THINGS TO DO
(a) Please copy the passage on pre-hospital ultrasound word for word, everything from "The indications must" down to "these findings [13,63].".
(b) According to the passage on pre-hospital ultrasound, how long should heart studies during cardiopulmonary resuscitation take?

DOCUMENT SEGMENT
Ultrasound is a new and interesting opportunity for pre-hospital medical service. It significantly improves the management of pre-hospital care and reduces the "door to diagnosis and therapy time", which is one of the most important factors in improving medical assistance and survival.

The first recommendation of pre-hospital ultrasound is rapidity, if used correctly, it will certainly improve the management of patients and precious time will be saved.

Therefore, the examination must be rapid, not more than 2-3 minutes. For example, pre-hospital FAST usually takes no more than 3 minutes [23]. The identification of lung sliding, the diagnosis of pneumothorax, and the evaluation of abdominal aorta usually lasts less than 1 minute [14,33]. Heart studies during cardiopulmonary resuscitation should be performed in 10 seconds during the rhythm check. Alternatively, images and video clips can be recorded and analyzed later while RCP is ongoing [44].

Technical skills are the same or even simpler than in-hospital critical ultrasound. The exam should answer specific yes/no questions, i.e., Is there a pneumothorax? Is there free fluid in the pleura, pericardium, peritoneum? Is there an aortic aneurism? Are the lungs wet or dry?

The indications must be few and well-defined to combine effectiveness and speed. Trauma, respiratory insufficiency, shock, cardiac arrest and severe abdominal pain, to rule in or rule out an abdominal aortic aneurism, are situations where pre-hospital ultrasound makes the difference [9-13,21,34,54].

There are also promising and valuable perspectives regarding some other indications, such us pre-hospital triage, airway management, obstetric emergencies and in wireless and satellite transmission [7,9,17-23,54-56,60-62]. Some studies evaluated the possibility to extend the use of ultrasound to paramedics, with few and well defined indications. Paramedics were able to obtain adequate images and to perform examinations as accurate as those performed by physicians. However, further researches are necessary to confirm these findings [13,63].

GIVEN DATA
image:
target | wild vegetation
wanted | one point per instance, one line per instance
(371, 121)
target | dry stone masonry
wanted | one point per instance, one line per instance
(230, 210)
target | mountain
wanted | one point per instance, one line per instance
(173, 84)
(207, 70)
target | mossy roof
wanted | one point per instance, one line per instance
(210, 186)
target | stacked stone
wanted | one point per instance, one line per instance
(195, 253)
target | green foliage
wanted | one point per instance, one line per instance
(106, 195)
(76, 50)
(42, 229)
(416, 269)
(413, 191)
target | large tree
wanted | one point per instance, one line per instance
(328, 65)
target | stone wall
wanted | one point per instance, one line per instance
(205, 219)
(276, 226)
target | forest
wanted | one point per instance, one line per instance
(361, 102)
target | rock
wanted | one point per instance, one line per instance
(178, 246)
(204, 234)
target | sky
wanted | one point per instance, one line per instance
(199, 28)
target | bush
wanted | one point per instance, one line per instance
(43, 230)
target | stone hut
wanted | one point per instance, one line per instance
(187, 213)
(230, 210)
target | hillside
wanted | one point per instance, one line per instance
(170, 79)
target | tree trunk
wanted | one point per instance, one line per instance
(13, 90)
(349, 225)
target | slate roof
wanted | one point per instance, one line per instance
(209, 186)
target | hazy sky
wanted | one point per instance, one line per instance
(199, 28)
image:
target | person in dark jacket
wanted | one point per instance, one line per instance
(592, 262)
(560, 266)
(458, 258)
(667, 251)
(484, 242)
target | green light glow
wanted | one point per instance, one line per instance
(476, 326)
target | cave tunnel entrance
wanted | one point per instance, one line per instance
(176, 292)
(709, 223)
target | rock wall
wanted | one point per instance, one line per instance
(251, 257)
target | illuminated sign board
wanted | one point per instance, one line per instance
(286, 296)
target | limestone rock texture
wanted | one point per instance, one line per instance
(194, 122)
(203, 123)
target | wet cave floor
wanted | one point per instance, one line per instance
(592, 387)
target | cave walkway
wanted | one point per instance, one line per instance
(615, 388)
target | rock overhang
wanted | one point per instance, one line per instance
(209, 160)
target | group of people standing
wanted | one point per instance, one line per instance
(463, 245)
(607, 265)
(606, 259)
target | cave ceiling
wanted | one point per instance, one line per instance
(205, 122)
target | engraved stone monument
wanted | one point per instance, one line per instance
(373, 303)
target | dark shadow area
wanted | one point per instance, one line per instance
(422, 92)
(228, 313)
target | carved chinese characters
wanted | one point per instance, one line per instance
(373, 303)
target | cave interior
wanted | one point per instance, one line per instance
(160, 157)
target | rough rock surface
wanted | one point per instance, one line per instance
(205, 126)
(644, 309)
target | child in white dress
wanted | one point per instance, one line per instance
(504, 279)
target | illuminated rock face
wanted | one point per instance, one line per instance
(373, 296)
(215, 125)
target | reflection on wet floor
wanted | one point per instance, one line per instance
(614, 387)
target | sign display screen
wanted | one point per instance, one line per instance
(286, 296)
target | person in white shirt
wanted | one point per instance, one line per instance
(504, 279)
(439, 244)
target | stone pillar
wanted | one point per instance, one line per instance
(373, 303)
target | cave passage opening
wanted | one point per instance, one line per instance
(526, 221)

EXERCISE RESULTS
(a)
The indications must be few and well-defined to combine effectiveness and speed. Trauma, respiratory insufficiency, shock, cardiac arrest and severe abdominal pain, to rule in or rule out an abdominal aortic aneurism, are situations where pre-hospital ultrasound makes the difference [9-13,21,34,54].

There are also promising and valuable perspectives regarding some other indications, such us pre-hospital triage, airway management, obstetric emergencies and in wireless and satellite transmission [7,9,17-23,54-56,60-62]. Some studies evaluated the possibility to extend the use of ultrasound to paramedics, with few and well defined indications. Paramedics were able to obtain adequate images and to perform examinations as accurate as those performed by physicians. However, further researches are necessary to confirm these findings [13,63].

(b) 10 seconds, during the rhythm check.